• [GOAL]
Turn every line of the listing below into a JSON array of strings, one string per line, leaving out any blank lines.

• [SUPPLIED RECORDS]
— Start —

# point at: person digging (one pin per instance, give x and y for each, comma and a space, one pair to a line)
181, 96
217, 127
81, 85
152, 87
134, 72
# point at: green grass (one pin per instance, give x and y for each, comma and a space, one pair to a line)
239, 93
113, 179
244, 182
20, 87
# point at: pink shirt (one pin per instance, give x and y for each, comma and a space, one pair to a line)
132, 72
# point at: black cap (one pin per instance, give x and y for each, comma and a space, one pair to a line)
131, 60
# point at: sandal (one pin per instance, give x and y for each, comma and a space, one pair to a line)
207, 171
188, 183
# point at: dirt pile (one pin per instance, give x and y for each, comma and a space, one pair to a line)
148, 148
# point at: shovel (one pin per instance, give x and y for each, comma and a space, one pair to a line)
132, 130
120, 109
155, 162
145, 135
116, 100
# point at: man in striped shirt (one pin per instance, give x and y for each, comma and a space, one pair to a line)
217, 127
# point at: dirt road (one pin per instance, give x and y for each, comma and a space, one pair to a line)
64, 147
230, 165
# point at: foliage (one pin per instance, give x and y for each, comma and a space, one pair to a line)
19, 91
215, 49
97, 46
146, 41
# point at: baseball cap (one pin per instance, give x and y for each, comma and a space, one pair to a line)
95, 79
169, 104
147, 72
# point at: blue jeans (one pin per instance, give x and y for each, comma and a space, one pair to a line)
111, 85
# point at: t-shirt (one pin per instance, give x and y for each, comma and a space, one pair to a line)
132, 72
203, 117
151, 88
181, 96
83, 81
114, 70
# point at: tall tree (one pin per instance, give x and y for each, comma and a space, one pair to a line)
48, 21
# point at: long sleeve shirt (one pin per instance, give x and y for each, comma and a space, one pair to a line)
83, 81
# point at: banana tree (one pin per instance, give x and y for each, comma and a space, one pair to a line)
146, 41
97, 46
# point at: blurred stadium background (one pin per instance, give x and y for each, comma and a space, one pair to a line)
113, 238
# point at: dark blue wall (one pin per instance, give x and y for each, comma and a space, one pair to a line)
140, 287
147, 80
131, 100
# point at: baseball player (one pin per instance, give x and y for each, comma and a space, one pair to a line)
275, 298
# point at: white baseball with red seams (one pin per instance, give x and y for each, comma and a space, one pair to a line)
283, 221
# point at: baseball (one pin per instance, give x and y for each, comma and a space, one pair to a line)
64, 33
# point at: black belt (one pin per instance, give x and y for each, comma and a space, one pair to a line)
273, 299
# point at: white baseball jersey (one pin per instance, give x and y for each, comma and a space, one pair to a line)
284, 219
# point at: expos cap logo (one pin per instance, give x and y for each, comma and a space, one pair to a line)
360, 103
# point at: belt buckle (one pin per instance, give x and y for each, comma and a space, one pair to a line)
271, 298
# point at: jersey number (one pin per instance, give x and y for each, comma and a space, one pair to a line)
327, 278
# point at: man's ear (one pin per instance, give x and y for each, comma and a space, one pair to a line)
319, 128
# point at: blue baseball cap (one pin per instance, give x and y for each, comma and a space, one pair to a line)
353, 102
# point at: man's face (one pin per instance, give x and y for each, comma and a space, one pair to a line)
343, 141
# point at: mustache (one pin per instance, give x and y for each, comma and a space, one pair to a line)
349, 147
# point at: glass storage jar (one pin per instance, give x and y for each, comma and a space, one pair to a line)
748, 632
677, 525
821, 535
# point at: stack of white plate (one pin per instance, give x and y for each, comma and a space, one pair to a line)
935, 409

— End —

• [ANSWER TO THIS TASK]
[
  "# point at: person digging (one pin per instance, give x and y for each, comma and a space, one pair to a line)",
  "181, 96",
  "217, 127",
  "81, 85",
  "152, 87",
  "134, 72",
  "# point at: green grass (one pin per instance, give x and y for each, comma and a space, one pair to a line)",
  "239, 93",
  "113, 179",
  "244, 182",
  "20, 87",
  "# point at: pink shirt (one pin per instance, give x and y for each, comma and a space, one pair to a line)",
  "132, 72",
  "# point at: black cap (one pin per instance, give x and y for each, comma and a space, one pair to a line)",
  "131, 60",
  "# point at: sandal (one pin per instance, give x and y for each, comma and a space, one pair to a line)",
  "207, 171",
  "188, 183",
  "# point at: dirt pile (one pin per instance, give x and y for each, comma and a space, one pair to a line)",
  "148, 148",
  "# point at: shovel (one pin per instance, give x and y for each, comma and a space, one pair to a line)",
  "132, 130",
  "120, 109",
  "155, 162",
  "145, 135",
  "116, 100",
  "# point at: man in striped shirt (one pin per instance, give x and y for each, comma and a space, one pair to a line)",
  "217, 127",
  "# point at: dirt road (one pin per instance, give x and y for each, comma and a space, one pair to a line)",
  "64, 147",
  "230, 165",
  "# point at: foliage (one pin per instance, give x and y for each, comma and a space, one pair to a line)",
  "19, 91",
  "215, 49",
  "97, 46",
  "146, 41",
  "# point at: baseball cap (one pin per instance, give x and y for each, comma and a space, one pair to a line)",
  "95, 79",
  "169, 104",
  "147, 72",
  "# point at: blue jeans (one pin per instance, give x and y for each, comma and a space, one pair to a line)",
  "111, 85",
  "# point at: t-shirt (one pin per instance, give x and y for each, comma and a space, one pair to a line)",
  "132, 72",
  "203, 117",
  "151, 88",
  "181, 96",
  "83, 81",
  "114, 70",
  "# point at: tall tree (one pin per instance, give x and y for each, comma and a space, one pair to a line)",
  "48, 21",
  "# point at: long sleeve shirt (one pin per instance, give x and y for each, comma and a space, one pair to a line)",
  "83, 81",
  "# point at: banana tree (one pin per instance, give x and y for each, comma and a space, one pair to a line)",
  "146, 41",
  "97, 46",
  "# point at: blurred stadium background (one pin per instance, give x and y for each, comma and a space, one pair to a line)",
  "113, 238",
  "# point at: dark blue wall (one pin per instance, give x and y for each, comma and a space, one pair to a line)",
  "140, 287",
  "147, 80",
  "131, 100",
  "# point at: baseball player (one pin per instance, give x and y for each, comma and a space, one pair to a line)",
  "275, 298",
  "# point at: white baseball with red seams (one pin per instance, give x and y for each, comma and a space, one pair to a line)",
  "283, 221",
  "# point at: baseball (one pin per instance, give x and y for each, comma and a space, one pair to a line)",
  "64, 33",
  "# point at: black belt (one pin per instance, give x and y for each, comma and a space, one pair to a line)",
  "273, 299",
  "# point at: white baseball jersey (one pin per instance, give x and y for each, comma and a space, one pair to a line)",
  "284, 219",
  "# point at: expos cap logo (one pin per instance, give x and y for each, comma and a space, one pair to a line)",
  "360, 103",
  "# point at: belt buckle (one pin per instance, give x and y for each, comma and a space, one pair to a line)",
  "271, 298",
  "# point at: jersey number (one pin per instance, give x and y for each, comma and a space, one pair to a line)",
  "327, 278",
  "# point at: man's ear (one pin per instance, give x and y for each, comma and a space, one pair to a line)",
  "319, 128",
  "# point at: blue baseball cap (one pin per instance, give x and y for each, comma and a space, one pair to a line)",
  "353, 102",
  "# point at: man's face (one pin per instance, give x and y for each, comma and a space, one pair to a line)",
  "343, 141",
  "# point at: mustache (one pin per instance, give x and y for each, comma and a space, one pair to a line)",
  "349, 147",
  "# point at: glass storage jar (one pin per instance, give x and y for each, comma and a space, one pair to a line)",
  "748, 632",
  "677, 525",
  "821, 535",
  "# point at: stack of white plate (one pin per instance, give x and y for each, comma and a space, one pair to a line)",
  "935, 409"
]